# Exercise description:
Could you retype the whole listing, word for word?

:: Given records ::

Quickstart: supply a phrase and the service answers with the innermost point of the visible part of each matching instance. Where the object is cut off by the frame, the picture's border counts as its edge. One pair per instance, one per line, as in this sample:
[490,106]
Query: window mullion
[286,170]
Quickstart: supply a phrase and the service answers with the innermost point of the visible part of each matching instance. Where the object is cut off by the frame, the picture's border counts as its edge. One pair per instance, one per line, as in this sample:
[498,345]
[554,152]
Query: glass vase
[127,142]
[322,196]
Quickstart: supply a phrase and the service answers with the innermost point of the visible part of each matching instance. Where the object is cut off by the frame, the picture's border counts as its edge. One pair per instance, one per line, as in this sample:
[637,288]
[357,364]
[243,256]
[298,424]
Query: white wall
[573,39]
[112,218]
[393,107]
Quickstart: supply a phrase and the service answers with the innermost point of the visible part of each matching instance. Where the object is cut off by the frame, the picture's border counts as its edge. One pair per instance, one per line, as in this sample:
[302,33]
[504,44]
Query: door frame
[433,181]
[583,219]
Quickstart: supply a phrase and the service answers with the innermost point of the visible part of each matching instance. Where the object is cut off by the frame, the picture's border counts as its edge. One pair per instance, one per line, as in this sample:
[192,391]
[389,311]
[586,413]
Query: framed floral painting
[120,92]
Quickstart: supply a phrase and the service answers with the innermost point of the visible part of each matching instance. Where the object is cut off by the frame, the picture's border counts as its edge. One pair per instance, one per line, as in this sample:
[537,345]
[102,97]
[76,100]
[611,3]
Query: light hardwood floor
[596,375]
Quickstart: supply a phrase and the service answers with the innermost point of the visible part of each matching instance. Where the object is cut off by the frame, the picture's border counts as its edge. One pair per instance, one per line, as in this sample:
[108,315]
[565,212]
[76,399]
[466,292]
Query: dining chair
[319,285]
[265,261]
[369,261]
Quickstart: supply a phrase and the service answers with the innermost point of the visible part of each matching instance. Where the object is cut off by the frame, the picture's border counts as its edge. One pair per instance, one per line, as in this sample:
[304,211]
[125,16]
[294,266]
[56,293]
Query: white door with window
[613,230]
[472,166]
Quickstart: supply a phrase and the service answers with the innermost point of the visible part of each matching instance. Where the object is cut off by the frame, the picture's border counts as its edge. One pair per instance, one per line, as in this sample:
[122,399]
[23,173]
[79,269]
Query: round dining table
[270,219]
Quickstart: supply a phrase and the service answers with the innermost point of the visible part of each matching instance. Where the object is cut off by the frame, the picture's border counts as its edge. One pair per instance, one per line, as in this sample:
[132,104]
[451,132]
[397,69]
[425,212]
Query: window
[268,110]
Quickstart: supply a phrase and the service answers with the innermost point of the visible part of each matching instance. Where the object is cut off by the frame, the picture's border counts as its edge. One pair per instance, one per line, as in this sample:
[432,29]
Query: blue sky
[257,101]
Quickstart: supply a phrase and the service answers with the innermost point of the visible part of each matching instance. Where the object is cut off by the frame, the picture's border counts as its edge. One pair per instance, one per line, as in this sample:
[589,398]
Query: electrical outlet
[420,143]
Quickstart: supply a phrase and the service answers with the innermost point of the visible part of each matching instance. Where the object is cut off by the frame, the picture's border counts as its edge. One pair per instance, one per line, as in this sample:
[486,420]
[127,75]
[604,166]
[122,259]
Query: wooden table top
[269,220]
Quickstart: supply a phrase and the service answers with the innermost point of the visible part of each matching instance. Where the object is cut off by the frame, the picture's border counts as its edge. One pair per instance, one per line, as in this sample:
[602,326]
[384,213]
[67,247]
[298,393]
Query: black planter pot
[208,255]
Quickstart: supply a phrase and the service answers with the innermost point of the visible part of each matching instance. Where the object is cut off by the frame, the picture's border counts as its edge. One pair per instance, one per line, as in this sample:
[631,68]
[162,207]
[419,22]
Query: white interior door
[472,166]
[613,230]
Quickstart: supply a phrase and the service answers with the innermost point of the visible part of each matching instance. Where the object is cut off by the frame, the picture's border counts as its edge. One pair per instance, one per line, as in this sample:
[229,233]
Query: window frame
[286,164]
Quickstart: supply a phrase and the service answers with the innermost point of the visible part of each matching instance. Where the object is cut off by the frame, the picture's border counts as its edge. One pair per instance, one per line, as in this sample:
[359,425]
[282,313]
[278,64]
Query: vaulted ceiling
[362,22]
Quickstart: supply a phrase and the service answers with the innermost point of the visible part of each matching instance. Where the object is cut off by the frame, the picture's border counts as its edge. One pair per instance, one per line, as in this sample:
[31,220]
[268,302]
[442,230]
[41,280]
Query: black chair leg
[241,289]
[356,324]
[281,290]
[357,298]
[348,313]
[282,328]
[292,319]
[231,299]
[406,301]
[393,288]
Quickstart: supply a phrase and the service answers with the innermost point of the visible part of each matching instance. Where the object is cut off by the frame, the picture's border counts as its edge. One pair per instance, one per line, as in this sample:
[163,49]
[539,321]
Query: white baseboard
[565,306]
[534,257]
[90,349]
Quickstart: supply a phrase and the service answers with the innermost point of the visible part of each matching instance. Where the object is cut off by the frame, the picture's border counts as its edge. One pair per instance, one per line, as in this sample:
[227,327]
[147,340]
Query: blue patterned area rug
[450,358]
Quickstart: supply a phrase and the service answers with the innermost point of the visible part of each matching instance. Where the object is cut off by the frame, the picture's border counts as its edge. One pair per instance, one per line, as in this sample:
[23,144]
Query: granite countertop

:::

# Answer for the task:
Quickstart: supply a phrase and the service answers with the innermost point of the visible part of each matching instance. Where the object is cut off by the frame, the picture's border counts as its edge. One pair per instance, one per line, as in this sample:
[490,106]
Query: window mullion
[286,170]
Quickstart: supply a phrase and the service answers with the innermost point of the visible part of each matching instance. Where the object is cut off by the frame, the picture's border counts as its edge. One pair per instance, one per line, as in this sample:
[498,345]
[554,152]
Query: glass vase
[127,142]
[322,196]
Quickstart: supply a phrase and the service answers with the innermost point of the visible part of each matching instance. Where the object is cut off by the frame, the picture's border counts as its edge. One pair per instance, one per line, as in this sample:
[637,288]
[357,364]
[243,256]
[298,424]
Query: white wall
[573,39]
[112,218]
[393,107]
Quickstart: supply a phrase and the service answers with the innermost point of the visible part of each matching instance. Where the object is cut off by the frame, the picture's border counts as its edge. One pair per instance, one per line, as in this sample:
[302,33]
[504,44]
Query: door frame
[433,181]
[583,219]
Quickstart: supply a phrase and the service answers with the innermost point of the visible part of each matching instance. Where the object is cut off by the frame, the picture's border counts as its edge. One pair per instance, one per line, as in this sample:
[192,391]
[389,311]
[586,413]
Query: framed floral painting
[120,92]
Quickstart: supply a phrase and the service answers with the innermost point of the visible part of each matching instance. Where the object is cut off by the frame, the picture's border counts as its edge. One pair per instance, one per line, as in this sample:
[537,345]
[102,97]
[76,100]
[611,3]
Query: light hardwood floor
[596,375]
Quickstart: supply a phrase and the service answers with the innermost point of the visible part of each matching instance. Where the object is cut off by the frame, the picture's border counts as its edge. One pair per instance, one per line, as in this sample:
[108,315]
[565,212]
[76,399]
[466,292]
Query: dining chair
[319,285]
[265,261]
[369,261]
Quickstart: supply a phrase and the service answers with the innermost point of the visible part of each matching instance. Where the object is cut off by the frame, the picture's border counts as its edge. One pair per instance, one per line, as in this sample:
[304,211]
[125,16]
[294,266]
[56,293]
Query: white door with window
[613,230]
[472,166]
Quickstart: supply a phrase and the service answers with the innermost point of the visible part of each matching instance. Where the object is cut off by the frame, the picture's border counts as its edge. One pair per instance, one per line, as in this sample:
[122,399]
[23,173]
[79,269]
Query: round dining table
[270,219]
Quickstart: supply a phrase and the service answers with the innermost point of the visible part of each matching instance. Where the object is cut off by the frame, the picture's border counts as its edge. One pair per instance, one per line, as in this sample:
[132,104]
[451,132]
[397,69]
[425,212]
Query: window
[268,110]
Quickstart: supply a phrase and the service answers with the innermost point of the visible part of each matching instance. Where the object is cut off by the frame, the picture's border counts as its edge. One pair per instance, one per line, as in this sample:
[432,29]
Query: blue sky
[257,101]
Quickstart: supply a phrase and the service answers with the innermost point of the visible part of each matching instance. Where the object is cut off by the frame, the picture's border counts as its edge. One pair per instance, one per line, as in this sample:
[589,398]
Query: electrical outlet
[420,143]
Quickstart: supply a phrase and the service answers with the innermost point of the visible part of each matching instance. Where the object is cut off by the frame, the picture's border counts as its edge. One pair per instance, one per line, as in this sample:
[486,420]
[127,75]
[604,166]
[122,259]
Query: wooden table top
[269,220]
Quickstart: supply a phrase and the service answers with the innermost point of the visible part of each matching instance. Where the object is cut off by the frame, the picture's border counts as its edge. One pair per instance, one per line, as in this sample:
[602,326]
[384,213]
[67,247]
[298,393]
Query: black planter pot
[208,255]
Quickstart: supply a phrase and the service answers with the innermost point of the visible part of each matching instance. Where the object is cut off by the frame, the picture's border counts as its edge. One pair per instance, one per line, as in this sample:
[631,68]
[162,207]
[419,22]
Query: white interior door
[472,166]
[613,230]
Quickstart: supply a phrase and the service answers with the innermost point of the visible part of each matching instance. Where the object is cut off by the frame, the picture's border counts as its edge. One pair per instance, one per line, as in this sample:
[229,233]
Query: window frame
[286,164]
Quickstart: supply a phrase and the service answers with the innermost point of the visible part of each matching instance. Where the object is cut off by the frame, the picture's border counts as its edge. One pair per instance, one per line, as in this sample:
[359,425]
[282,313]
[278,64]
Query: vaulted ceiling
[362,22]
Quickstart: supply a phrase and the service answers with the innermost point of the visible part of each matching instance. Where the object is cut off by the frame, the picture's border counts as its edge. One pair per instance, one per line, as in this sample:
[31,220]
[268,302]
[442,230]
[41,280]
Query: black chair leg
[241,289]
[356,324]
[281,290]
[357,298]
[348,313]
[282,328]
[292,319]
[231,299]
[406,301]
[393,288]
Quickstart: supply a phrase and the service answers with the innermost point of the visible part of each matching instance. Where the object is cut off by the frame, the picture's border counts as its edge. One pair per instance, one per line, as in this sample:
[163,49]
[539,321]
Query: white baseboard
[565,306]
[534,257]
[90,349]
Quickstart: supply a phrase and the service answers with the innermost point of the visible part of each matching instance. Where the object is cut off by the frame, the picture's border counts as its edge. One pair per instance, one per line, as in this sample:
[227,327]
[147,340]
Query: blue patterned area rug
[450,358]
Quickstart: supply a phrase and the service answers with the innermost point of the visible part of each matching instance. Where the object is cut off by the frame, the picture's border counts as its edge. One pair per instance, one per line, as in this sample:
[23,144]
Query: granite countertop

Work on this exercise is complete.